## [Text segment]
Got up s-l-o-w-l-y, with Mum's help. Told her I was ok (I was) and took 2 steps out of the loo when, CRAP! THERE was that damned wall of water again. Woke up on the floor of the observation room. The nurses were taking my BP...which, of course was fine. But less than being 'tacky'. They told me I would sit up slowly and we'd get back to bed. Cool. I did as I was told, sat up slowly and as soon as I was vertical, DANG! THERE was that wall of water again. Me and the floor (which was nice and cool) were becoming good friends.

I have no idea how I got back into bed.

My tongue got tingly again. I told a nurse. But, was ignored. As usual.
My back hurt to breathe again. I told a nurse. But, was ignored. As usual.

So, feeling like that, I fell asleep. Mum left at some point. No idea when.

I woke up about 6:00 am, feeling GREAT!!! No tongue tingly, no back hurting. EXCELLENT...I can go home.

Wrong.

I got sick in the gut very shortly thereafter waking. And 'flushing'. I started hurling into the big silver bowl that magically appeared on my side table during slumber. And it was just bile and phlegm and mucus and spittle and it went on for hours. And no-one checked on me, and I was soooo tired of all of this, and being house-bound, and not being able to take my girls out anywhere, not being able to be the Mum I love being for them, not being with my husband, of being almost 40 and STILL at my Mum's house (7 months now) with my husband and our home an entire province away, and I'll admit...I FELT COMPLETELY SORRY FOR MYSELF!!!!!!! My insides got all itchy...like the entire underneath of my skin was rashed...only there was NOTHING on the skin. I seriously thought I couldn't deal with this ANYMORE. And I found myself sobbing. Actually sobbing...like a child who's lost her parent in a crowded place...only I'd lost me in the sea of life, and wasn't sure how to go about finding myself again.

A nurse came in and asked, "Dear, what's wrong?"

I couldn't answer. I shook my head and mumbled, "nothing, this is all in my head, I can't do this anymore..."

She left.

I, now, can't believe I had that many tears inside me. It just kept coming and coming. I have no idea how long I cried alone for. All of a sudden Dr. D was standing beside me.

"Fiona, what's wrong?" he asked, gently.

I couldn't answer him. My sobbing was too huge. He waited. And waited some more.

Then, he sat on the bed beside me, facing me and took one hand off the puke bowl and held my hand in his hands.

"I'm crazy" I wailed.

"No you're not," he reassured me.

"I must be. I can't do this anymore!!!" and then, I spewed...it all came a-rushin' out...more emotional vomit than the mucus in my silver bowl.

Collected data:
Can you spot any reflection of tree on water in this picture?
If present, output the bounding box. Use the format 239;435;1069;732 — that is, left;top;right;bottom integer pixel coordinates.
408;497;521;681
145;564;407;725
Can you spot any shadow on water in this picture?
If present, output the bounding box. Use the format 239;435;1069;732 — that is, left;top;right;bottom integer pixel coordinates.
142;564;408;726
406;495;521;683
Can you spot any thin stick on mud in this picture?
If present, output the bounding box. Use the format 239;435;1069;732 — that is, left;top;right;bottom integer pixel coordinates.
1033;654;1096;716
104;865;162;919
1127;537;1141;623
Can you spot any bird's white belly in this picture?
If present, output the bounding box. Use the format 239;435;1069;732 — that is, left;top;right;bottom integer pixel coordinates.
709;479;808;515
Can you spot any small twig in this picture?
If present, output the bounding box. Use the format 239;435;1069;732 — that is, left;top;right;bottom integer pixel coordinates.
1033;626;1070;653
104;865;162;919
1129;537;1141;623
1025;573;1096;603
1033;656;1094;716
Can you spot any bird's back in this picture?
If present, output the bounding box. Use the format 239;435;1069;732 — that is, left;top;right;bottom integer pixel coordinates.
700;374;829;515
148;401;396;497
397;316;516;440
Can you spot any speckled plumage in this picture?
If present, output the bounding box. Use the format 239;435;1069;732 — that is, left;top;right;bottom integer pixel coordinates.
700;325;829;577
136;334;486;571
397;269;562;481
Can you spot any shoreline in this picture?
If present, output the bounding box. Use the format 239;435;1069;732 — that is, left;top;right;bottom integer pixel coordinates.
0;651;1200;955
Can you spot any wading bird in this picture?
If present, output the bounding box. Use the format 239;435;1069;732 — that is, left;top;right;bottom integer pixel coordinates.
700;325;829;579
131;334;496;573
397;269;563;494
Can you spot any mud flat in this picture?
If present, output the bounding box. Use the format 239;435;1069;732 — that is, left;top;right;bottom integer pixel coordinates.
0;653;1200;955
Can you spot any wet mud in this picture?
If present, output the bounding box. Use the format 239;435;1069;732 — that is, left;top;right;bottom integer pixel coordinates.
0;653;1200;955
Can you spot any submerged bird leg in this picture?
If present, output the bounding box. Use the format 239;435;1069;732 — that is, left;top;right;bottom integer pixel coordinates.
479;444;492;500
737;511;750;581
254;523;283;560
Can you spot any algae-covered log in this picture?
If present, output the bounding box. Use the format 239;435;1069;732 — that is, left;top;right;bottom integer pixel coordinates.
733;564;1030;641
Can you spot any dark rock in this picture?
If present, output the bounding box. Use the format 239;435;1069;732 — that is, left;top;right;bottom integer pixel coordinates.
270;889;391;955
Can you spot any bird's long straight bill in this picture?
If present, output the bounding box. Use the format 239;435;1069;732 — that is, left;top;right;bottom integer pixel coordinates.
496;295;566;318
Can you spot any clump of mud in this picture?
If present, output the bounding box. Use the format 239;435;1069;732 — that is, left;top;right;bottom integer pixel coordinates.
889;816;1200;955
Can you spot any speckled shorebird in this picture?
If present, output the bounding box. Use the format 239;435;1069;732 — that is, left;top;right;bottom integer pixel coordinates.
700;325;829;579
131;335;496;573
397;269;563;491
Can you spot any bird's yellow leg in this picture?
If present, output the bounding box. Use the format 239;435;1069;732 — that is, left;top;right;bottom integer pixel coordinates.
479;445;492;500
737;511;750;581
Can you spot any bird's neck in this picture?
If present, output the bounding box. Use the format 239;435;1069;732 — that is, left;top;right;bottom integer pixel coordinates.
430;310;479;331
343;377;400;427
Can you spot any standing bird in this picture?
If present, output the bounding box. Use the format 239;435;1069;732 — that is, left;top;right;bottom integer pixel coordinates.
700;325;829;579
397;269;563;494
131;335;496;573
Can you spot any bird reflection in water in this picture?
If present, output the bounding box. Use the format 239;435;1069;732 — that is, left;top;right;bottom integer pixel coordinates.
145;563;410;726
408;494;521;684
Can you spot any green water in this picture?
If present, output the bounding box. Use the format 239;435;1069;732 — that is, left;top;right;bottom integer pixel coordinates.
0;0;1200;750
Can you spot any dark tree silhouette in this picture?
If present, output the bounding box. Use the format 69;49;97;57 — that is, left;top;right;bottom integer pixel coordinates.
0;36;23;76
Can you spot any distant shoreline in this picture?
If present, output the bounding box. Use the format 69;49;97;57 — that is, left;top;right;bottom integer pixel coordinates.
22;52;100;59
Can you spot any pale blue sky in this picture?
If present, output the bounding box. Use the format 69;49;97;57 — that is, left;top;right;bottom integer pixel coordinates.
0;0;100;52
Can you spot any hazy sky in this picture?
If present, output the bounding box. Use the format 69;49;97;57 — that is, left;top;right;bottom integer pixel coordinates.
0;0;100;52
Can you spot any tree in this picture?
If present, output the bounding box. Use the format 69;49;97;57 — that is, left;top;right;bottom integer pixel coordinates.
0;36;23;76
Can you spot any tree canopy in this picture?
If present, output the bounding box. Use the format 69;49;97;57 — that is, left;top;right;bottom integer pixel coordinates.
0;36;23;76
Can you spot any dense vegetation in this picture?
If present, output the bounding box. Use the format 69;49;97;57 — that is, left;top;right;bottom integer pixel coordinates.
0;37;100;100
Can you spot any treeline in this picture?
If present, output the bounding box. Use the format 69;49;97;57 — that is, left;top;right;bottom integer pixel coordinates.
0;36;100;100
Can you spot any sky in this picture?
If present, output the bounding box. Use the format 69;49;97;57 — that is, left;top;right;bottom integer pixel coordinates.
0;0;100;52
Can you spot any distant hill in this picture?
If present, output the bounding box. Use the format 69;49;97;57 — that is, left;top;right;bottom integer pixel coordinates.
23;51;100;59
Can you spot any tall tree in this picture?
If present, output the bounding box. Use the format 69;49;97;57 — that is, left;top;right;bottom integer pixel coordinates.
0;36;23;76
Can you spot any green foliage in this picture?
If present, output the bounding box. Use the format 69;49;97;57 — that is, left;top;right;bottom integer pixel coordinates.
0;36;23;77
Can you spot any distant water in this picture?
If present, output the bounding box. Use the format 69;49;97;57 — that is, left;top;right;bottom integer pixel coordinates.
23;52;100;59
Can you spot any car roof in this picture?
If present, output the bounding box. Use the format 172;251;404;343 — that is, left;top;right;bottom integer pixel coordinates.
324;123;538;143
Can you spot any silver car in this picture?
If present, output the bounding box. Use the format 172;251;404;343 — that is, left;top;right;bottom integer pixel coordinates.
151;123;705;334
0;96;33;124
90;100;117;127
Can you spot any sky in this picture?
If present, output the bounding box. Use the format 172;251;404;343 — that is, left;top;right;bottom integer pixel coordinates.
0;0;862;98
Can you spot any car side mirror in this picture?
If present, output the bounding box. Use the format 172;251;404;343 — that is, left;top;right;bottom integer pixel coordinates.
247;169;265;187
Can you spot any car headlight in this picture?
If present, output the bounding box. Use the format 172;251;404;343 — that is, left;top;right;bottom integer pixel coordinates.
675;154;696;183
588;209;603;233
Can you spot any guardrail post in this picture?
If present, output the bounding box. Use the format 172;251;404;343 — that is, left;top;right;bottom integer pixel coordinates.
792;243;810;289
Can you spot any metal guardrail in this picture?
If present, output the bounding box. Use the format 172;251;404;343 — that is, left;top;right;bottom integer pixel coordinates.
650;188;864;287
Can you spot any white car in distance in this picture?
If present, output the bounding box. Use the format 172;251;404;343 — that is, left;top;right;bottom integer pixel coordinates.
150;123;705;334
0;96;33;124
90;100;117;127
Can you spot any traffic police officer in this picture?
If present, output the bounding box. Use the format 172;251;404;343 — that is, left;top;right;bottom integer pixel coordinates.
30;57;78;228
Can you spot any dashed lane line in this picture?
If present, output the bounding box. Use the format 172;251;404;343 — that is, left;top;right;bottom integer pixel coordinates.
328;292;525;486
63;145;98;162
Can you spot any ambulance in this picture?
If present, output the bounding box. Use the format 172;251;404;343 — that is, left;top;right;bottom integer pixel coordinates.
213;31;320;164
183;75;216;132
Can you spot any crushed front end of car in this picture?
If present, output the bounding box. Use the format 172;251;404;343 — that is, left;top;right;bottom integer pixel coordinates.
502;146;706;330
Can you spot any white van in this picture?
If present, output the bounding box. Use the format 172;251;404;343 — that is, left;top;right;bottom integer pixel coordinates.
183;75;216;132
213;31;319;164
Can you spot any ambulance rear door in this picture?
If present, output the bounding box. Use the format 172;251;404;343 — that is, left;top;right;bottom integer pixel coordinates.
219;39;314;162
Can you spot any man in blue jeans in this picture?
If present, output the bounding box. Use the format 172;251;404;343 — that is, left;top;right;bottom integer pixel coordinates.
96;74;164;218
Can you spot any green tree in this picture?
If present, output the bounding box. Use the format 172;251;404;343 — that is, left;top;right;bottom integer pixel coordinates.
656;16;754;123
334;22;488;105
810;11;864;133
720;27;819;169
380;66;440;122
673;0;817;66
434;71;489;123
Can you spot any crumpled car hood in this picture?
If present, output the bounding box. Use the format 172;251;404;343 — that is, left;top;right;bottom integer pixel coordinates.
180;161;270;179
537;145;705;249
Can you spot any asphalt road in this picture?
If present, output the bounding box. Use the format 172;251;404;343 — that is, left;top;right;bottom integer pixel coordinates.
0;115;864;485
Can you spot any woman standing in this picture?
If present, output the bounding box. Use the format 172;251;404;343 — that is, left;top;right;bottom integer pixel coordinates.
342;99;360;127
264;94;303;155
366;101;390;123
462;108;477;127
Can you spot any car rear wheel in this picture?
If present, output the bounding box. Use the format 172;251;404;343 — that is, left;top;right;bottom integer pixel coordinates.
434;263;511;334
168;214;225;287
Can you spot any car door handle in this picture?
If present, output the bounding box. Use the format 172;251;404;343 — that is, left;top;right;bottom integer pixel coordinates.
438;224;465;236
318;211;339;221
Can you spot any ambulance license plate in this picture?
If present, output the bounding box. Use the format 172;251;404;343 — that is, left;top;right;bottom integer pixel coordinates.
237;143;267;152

## [Exercises to complete]
1. In the hospital account, why did the writer believe she could go home after waking at about 6:00 am?
2. Carry the hospital account forward from its final line.

## [Response list]
1. She woke up feeling great. Her tongue was no longer tingly and her back no longer hurt.

2.
He listened attentively. And then he gently told me that it's not hard to understand why I'd be feeling THIS overwhelmed. He wanted to keep me in a few days, for some rest, to make sure I didn't rebound, to break this cycle of reaction/panic and he wanted to up my anti-depressants to twice the dosage I was on now. Boy, and I had thought I was on max dosage.

I didn't argue. I had nothing left. I was exhausted. I was spent. I was numb.

And so, I was admitted.

I spent the next few days between the daze of anti-histamines, horrid hospital food that I couldn't eat, sleeping, learning about the 94 year old woman in the bed next to me (and wondering HOW I could help her; and then when I felt better I just acted on it...I fed her, I helped her to the washroom, I tucked her in, I adjusted her bed/pillows, I rubbed her feet with peppermint foot lotion, I put music on for her, I sang to her, I put my Carmax on her dry, shredded & sore lips until they healed, I brushed her hair, I woke up in the night everytime she woke up & drizzled drops of water on her parched lips & even put the bed covers over her when she stumbled out of the toilet and got into the closest bed...mine, and slept in a chair for 3 hours because her dentures had fallen out of her mouth at some point during the night and were strewn over her own bed & covers) AND, I tried to come to terms with learning to identify an allergic reaction; identifying panic; identifying anxiety and learning to permit what IS, to be.

I guess they don't keep people in hospital without reason.

Is this the paradox of Systemic Mastocytosis, a life-threatening latex allergy or sheer anxiety attacks? Perhaps all three? Because whatever it is, NO-ONE in their right mind would CHOOSE this.